→ Exercise instructions:
If an entry contains a picture, omit that picture and transcribe everything else exactly.

→ Information:
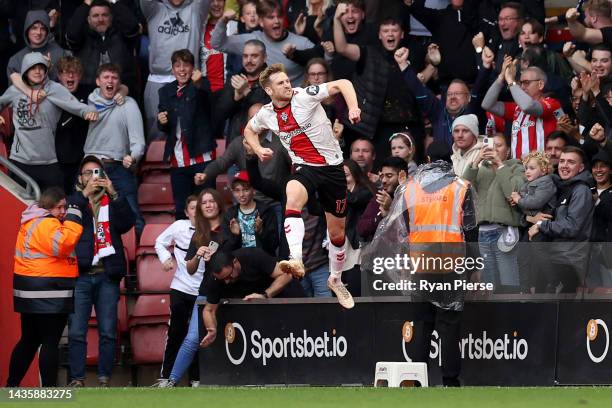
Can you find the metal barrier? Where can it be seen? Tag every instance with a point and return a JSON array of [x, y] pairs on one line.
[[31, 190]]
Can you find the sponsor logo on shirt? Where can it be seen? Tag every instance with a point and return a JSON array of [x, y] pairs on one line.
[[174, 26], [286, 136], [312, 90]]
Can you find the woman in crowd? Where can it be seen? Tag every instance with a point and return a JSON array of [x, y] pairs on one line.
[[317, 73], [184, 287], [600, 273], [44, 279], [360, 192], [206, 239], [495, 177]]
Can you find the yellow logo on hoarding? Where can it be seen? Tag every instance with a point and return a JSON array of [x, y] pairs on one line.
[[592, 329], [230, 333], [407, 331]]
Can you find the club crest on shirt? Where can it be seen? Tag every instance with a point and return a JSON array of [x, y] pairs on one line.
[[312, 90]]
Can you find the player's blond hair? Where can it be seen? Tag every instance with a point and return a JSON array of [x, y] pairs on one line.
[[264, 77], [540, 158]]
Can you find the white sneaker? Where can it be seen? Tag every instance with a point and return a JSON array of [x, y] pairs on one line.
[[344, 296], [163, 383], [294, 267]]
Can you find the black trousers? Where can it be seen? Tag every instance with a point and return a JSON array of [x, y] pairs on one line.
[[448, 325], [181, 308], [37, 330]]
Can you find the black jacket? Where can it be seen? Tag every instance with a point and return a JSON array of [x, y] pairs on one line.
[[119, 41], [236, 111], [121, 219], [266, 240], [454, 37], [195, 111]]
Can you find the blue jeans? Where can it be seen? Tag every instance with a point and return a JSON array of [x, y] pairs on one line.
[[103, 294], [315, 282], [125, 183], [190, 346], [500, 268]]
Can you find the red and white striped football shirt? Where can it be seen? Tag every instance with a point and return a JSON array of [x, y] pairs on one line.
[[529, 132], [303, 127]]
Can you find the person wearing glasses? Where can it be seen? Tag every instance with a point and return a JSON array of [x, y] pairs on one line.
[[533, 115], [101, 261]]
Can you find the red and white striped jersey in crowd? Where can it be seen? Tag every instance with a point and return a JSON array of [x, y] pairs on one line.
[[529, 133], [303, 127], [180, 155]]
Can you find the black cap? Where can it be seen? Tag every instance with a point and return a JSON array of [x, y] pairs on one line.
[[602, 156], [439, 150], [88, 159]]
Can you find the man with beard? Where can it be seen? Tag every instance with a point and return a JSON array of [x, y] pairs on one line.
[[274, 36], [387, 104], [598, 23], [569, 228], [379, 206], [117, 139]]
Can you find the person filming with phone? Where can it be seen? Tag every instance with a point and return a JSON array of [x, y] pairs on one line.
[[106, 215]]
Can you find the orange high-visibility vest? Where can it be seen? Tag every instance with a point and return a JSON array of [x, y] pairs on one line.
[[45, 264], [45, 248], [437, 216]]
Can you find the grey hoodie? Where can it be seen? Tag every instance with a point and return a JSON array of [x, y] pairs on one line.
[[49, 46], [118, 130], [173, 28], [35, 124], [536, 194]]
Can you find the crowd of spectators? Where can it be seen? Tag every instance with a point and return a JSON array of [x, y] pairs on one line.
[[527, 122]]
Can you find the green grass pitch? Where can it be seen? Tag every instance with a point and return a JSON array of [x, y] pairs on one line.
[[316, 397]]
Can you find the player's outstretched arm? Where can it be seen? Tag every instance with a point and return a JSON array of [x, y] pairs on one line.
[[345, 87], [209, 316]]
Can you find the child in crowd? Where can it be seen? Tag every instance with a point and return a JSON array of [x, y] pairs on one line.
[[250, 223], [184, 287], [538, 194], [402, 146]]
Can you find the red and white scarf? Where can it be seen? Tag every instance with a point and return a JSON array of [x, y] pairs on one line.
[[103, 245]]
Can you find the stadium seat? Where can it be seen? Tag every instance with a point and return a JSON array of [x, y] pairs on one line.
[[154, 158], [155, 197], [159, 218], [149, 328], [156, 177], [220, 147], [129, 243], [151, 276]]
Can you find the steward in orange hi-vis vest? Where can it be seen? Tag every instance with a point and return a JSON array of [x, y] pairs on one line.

→ The completed task:
Can you find the metal barrier? Where can it be seen? Tag every instance with a point and return a JSON array of [x, y] pairs on one line.
[[31, 190]]
Can you find the sponsor logo on shirt? Where can it be seen? Tag every instance with a point and return a JSON array of [x, y] pairs on one line.
[[174, 26], [286, 136], [312, 90]]
Can you find the woman in crowd? Where can it be seen? Tag every instance with a point and return a JSON array of [x, y] pairs on one line.
[[317, 73], [184, 287], [600, 273], [44, 279], [360, 192], [206, 239], [495, 177]]
Can you find the yellow logo on hoarding? Where can it be seen? Tag every instance with a point and return a JSON array of [x, y] pairs on one line.
[[592, 329], [230, 333], [407, 331]]
Can you find the club crest on shirt? Where can it be seen? Tag every instance with a point and return a JSON array of [x, y] pairs on one line.
[[312, 90]]
Can you find the player's blond hair? Where can it be seen? Tag every instance with a point and return a JSON array of [x, y] pairs on one line.
[[264, 77], [540, 158]]
Can you find the white sneaker? Where can it be seen? Tag every instance with a point and return a JSON array of [x, y] pairs on one line.
[[344, 296], [163, 383], [294, 267]]
Can you find the black trousers? Where can it be seen? Tag every instance with a point and return a JSON array of [x, y] pairs on one line.
[[448, 325], [181, 308], [37, 330]]
Can you find the black jacket? Where can it be seen? Tag every instance with a point and return a JSON array of [x, y] pairs on one line.
[[119, 41], [236, 111], [121, 219], [266, 240], [454, 37], [195, 111]]
Can you find the blue jeans? Where can it be seen? Tag every instance with a point and return a JSON array of [x, y] pairs on one line.
[[103, 294], [315, 282], [125, 183], [190, 346], [500, 268]]
Can you find the red and white striped football shirt? Where can it be seen? Tag every instance with a point and return a JSON array of [x, y] pairs on one line.
[[529, 132], [303, 127]]
Can you find the person wearing glasses? Where can it be seen? Tag every instance with a point and return a JSON array of [x, y] pairs on one line.
[[533, 115], [101, 261]]
Can you find the red and white striped jersey in crowd? Where can it be seen? Tag every instance with a point and return a JSON array of [x, y] pairs on one line.
[[529, 133], [303, 127], [180, 155]]
Can you find the black cap? Where can it be seen? Tag every instance with a point and return a JSON array of [x, y] pairs on one line.
[[602, 156], [439, 150], [88, 159]]
Can you find the man with beard? Where can it be seen? Tag every instance with a point and return a JSON array of [x, y] pairs on one line.
[[274, 36], [387, 104], [598, 23], [569, 228], [379, 206], [117, 139]]
Can you find the person filming with phone? Where can it be seen? Tag every instance with a point and return a JSON array of [x, y] pairs on one line.
[[106, 215]]
Can you find the orange high-visibility vest? Where can it be seen? Tag every instance with a point and return a JSON array of [x, y] pairs on one line.
[[45, 264], [45, 248], [437, 216]]
Can you find the grey hoodie? Where can it be seen? Tag every instance with a point and return a JSON array of [x, y] pairs on one line.
[[49, 46], [118, 130], [173, 28], [35, 124], [536, 194]]
Can you find the crowd of spectators? Where can it be seen? Tag every instance with a point and return a JSON array of [x, y] pairs on one line.
[[527, 122]]
Can you find the green grass pitch? Where can it be seen? Tag every instance with a point and return a JSON array of [x, y] pairs on one line.
[[316, 397]]
Can you find the player's outstretched arm? Where can it be seen? Tag every instance with a point and return a JSON array of [x, y] pairs on one line.
[[345, 87], [209, 316]]
Can you find the child in crowd? Where can it be seen? Tag every instance with a point and return a JSON array of [x, y] pairs on one line.
[[250, 223], [184, 287], [538, 194], [402, 146]]
Can you find the red and white scarf? Where can it be seen? Tag every instance with a point and return a JSON array of [x, y] pairs on one line.
[[103, 245]]
Can you find the stadium seat? Where can it be seen? Tag every instance with a point and return a JSON array of [x, y] pairs on one line.
[[154, 158], [155, 197], [159, 218], [149, 328], [156, 177], [220, 147], [129, 243], [151, 276]]
Can you find the steward in orange hi-vis vest? Where can it be seen? Tag every instance with a point and return a JSON array of [x, y] pairs on one line.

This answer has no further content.